FİLİSTİN: BİR İMTİHAN MI BİR İMKAN MI? / Köşe Yazısı - Emrah KAR

30.04.2025 21:23:49
Emrah KAR

Emrah KAR

 Düşünüyorum da Filistin israil savaşında hangi taraftayım diye. Hemen aklıma gelen “Tabi ki Filistinli kardeşlerimiz ile birlikteyim.”“Onlar için canımız kanımız feda olsun” derim. Fakat yaşantı olarak baktığımda sanki yahudi tarafında görünüyorum.

Yaşantımız yahudiler ile aynı görünüyor. yahudileşen bedenlerimiz bize hakkı desteklemekte engel olmaktadır. Konfora düşkünlüğümüz, nefsimizin heva ve heveslerine uymamız, günde beş öğün yemek yememiz (beş kere namaz kılmıyoruz ama), bedenimizin tembelleşmesine sebep olmaktadır. Saatlerce televizyon karşısında dizi, film ve eğlence programlarına kendimizi kaptırmamız (kaptırmak kelimesini bilerek yazdım çünkü bizim irademiz devre dışı kalmaktadır. İradesizce saatlerce ekran karşısında olabiliyoruz)… 

 

Sadece bedenimiz olsa ne ala. Zihinsel olarak da yahudileşen bizler maalesef hakkı yeterince destekleyemeyiz. Müslüman gibi düşünüp Müslüman gibi yaşamıyoruz. yahudi gibi düşünüp Müslüman gibi yaşamaya çalışıyoruz. Böyle bir şey de mümkün değildir. Zihinsel olarak savrulmuş durumdayız.

• _Veri alıntıları_:
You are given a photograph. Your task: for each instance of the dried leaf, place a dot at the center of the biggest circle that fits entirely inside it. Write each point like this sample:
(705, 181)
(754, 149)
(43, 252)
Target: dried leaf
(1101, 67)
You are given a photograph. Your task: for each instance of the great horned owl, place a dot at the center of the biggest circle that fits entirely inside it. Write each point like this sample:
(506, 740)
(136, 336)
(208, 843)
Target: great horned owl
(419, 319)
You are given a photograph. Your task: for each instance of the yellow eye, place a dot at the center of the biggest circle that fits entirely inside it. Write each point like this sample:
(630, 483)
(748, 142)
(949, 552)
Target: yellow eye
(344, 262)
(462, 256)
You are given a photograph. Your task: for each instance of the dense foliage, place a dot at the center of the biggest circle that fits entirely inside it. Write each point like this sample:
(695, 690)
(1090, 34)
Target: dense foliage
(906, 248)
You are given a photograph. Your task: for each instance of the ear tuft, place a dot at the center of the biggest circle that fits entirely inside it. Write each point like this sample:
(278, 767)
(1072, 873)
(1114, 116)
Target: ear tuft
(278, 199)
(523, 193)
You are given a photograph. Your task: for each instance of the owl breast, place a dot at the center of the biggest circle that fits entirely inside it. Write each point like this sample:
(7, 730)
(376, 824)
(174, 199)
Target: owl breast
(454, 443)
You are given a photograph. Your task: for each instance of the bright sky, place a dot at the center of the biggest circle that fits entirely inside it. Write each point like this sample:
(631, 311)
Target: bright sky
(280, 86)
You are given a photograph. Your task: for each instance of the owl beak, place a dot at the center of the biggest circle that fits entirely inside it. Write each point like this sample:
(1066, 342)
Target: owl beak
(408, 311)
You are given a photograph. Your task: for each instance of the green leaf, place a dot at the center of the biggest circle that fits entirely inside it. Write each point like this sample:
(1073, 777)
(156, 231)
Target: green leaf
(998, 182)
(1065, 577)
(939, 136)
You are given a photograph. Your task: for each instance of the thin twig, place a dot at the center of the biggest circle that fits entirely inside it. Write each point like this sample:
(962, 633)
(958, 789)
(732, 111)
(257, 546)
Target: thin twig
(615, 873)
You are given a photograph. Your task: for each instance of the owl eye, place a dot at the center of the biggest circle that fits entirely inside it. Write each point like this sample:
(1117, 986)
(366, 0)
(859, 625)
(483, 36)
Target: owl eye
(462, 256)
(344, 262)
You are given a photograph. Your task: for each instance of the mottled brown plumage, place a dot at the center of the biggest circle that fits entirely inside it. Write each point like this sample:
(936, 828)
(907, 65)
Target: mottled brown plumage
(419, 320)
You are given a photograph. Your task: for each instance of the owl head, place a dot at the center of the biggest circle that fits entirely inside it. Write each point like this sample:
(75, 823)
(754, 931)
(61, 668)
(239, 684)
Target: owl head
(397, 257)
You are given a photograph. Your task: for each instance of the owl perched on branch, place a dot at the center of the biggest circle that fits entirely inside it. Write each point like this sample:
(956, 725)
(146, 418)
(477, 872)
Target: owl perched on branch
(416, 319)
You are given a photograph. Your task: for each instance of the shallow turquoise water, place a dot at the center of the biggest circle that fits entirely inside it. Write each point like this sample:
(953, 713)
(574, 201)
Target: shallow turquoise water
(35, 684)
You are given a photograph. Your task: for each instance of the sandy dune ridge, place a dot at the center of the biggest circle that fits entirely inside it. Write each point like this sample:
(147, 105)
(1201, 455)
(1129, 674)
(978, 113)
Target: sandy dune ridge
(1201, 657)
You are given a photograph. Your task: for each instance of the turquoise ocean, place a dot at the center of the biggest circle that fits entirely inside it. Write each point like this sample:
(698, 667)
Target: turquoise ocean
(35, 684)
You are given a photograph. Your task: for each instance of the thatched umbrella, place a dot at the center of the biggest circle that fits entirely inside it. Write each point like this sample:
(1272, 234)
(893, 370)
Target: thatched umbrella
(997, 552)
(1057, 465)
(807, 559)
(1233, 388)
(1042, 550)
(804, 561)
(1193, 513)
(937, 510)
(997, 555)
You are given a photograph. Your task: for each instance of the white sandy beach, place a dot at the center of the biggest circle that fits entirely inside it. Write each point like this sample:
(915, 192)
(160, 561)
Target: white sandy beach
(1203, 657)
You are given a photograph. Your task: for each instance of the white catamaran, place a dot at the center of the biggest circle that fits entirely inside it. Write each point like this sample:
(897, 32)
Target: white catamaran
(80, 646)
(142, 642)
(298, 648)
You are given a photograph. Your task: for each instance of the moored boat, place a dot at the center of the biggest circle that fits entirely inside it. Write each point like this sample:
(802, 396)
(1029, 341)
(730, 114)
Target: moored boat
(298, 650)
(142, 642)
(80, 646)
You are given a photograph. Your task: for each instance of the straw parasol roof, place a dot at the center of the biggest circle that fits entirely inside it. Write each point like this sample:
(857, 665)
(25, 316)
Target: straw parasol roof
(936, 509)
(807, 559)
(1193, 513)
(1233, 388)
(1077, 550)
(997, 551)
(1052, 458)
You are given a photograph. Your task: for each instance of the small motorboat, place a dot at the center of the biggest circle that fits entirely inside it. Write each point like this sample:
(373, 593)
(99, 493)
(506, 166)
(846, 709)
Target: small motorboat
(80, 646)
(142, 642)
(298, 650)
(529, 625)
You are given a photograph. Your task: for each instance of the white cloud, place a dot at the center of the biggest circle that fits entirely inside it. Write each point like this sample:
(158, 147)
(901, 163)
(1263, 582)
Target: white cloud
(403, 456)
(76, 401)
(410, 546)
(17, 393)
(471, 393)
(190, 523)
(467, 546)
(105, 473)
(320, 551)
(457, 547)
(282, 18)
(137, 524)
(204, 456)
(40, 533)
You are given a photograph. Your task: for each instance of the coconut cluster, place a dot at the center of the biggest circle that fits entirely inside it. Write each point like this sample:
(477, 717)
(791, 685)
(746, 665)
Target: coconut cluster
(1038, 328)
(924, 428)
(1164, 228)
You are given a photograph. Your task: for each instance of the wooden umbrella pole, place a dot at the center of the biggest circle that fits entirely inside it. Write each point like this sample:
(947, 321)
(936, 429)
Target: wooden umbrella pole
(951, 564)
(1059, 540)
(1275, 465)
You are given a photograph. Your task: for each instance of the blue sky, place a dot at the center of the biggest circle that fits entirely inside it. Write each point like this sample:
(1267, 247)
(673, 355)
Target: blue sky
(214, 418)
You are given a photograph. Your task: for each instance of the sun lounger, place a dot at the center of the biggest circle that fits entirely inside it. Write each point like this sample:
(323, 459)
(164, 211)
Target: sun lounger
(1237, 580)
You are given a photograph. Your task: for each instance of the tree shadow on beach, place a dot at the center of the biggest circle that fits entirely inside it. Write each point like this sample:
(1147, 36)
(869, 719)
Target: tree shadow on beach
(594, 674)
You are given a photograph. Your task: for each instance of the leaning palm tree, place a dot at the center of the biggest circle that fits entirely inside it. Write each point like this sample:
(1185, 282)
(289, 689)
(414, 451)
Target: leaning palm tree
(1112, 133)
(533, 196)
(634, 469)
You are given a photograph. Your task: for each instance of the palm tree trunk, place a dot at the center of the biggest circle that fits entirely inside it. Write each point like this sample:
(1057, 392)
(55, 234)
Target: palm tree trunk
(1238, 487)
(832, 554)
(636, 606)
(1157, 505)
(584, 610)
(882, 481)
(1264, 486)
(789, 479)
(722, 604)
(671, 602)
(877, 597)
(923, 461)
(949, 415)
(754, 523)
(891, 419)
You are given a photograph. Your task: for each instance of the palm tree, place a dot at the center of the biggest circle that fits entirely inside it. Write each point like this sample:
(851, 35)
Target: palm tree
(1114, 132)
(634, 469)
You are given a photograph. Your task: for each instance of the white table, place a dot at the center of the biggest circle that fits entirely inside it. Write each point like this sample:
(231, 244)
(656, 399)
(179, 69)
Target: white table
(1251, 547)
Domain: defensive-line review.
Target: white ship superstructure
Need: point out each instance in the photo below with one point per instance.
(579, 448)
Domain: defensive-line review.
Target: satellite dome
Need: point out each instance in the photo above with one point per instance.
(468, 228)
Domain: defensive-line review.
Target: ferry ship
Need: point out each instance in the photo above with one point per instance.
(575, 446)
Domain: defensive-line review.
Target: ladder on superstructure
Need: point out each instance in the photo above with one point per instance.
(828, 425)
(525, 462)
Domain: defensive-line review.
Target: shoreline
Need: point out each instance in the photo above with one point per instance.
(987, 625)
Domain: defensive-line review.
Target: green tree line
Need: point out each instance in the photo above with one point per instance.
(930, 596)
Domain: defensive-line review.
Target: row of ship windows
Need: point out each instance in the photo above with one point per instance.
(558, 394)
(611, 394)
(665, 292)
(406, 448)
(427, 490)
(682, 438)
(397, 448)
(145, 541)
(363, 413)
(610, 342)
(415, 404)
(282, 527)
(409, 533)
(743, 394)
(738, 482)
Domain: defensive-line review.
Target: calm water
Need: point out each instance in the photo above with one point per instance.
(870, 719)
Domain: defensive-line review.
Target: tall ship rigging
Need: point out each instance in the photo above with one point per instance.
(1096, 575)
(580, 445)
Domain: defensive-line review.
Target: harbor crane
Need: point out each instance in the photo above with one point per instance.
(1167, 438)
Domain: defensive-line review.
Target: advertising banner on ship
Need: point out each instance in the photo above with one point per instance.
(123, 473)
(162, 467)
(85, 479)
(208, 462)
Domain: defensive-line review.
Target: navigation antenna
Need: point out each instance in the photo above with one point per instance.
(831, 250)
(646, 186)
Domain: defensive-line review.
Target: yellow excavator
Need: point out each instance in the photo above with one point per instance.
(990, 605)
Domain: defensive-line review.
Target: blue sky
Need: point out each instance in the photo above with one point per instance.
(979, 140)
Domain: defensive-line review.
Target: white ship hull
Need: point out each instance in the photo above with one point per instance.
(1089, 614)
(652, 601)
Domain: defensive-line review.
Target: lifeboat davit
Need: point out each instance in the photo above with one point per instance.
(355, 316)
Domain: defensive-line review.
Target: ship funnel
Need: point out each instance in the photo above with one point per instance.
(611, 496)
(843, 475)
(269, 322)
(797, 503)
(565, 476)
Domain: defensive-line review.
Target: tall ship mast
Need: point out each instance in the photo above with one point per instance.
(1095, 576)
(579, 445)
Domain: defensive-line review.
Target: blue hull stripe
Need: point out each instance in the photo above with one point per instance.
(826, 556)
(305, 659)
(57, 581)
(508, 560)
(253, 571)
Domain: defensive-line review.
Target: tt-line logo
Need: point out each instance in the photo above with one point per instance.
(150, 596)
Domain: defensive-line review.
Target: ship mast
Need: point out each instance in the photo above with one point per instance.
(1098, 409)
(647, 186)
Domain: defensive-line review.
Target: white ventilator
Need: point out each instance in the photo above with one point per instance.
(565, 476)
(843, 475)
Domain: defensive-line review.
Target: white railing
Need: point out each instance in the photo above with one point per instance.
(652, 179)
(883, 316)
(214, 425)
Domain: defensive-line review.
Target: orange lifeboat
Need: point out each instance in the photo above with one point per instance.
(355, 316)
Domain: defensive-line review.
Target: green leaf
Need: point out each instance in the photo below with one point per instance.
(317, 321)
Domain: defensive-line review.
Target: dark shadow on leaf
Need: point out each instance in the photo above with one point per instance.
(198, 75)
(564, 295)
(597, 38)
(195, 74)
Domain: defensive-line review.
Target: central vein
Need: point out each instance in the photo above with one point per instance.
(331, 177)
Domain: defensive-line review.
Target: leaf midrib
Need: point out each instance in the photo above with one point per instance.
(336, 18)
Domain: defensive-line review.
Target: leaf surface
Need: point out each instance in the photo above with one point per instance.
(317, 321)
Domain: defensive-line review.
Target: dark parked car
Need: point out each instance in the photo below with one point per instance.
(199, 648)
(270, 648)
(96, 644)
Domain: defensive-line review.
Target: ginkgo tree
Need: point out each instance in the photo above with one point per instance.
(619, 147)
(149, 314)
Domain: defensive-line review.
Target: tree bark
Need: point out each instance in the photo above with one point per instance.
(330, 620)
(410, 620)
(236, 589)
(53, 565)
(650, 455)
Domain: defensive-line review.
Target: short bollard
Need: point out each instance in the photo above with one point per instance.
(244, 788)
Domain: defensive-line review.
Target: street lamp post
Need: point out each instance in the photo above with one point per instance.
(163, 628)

• _Görev_: Filistin üzerine yazılmış köşe yazısında geçen “Zihinsel olarak savrulmuş durumdayız.” cümlesini İngilizceye çevirin. Bu verilerin metinle hiçbir bağı yoktur.

• _Alıştırma çıktısı_: We are mentally adrift.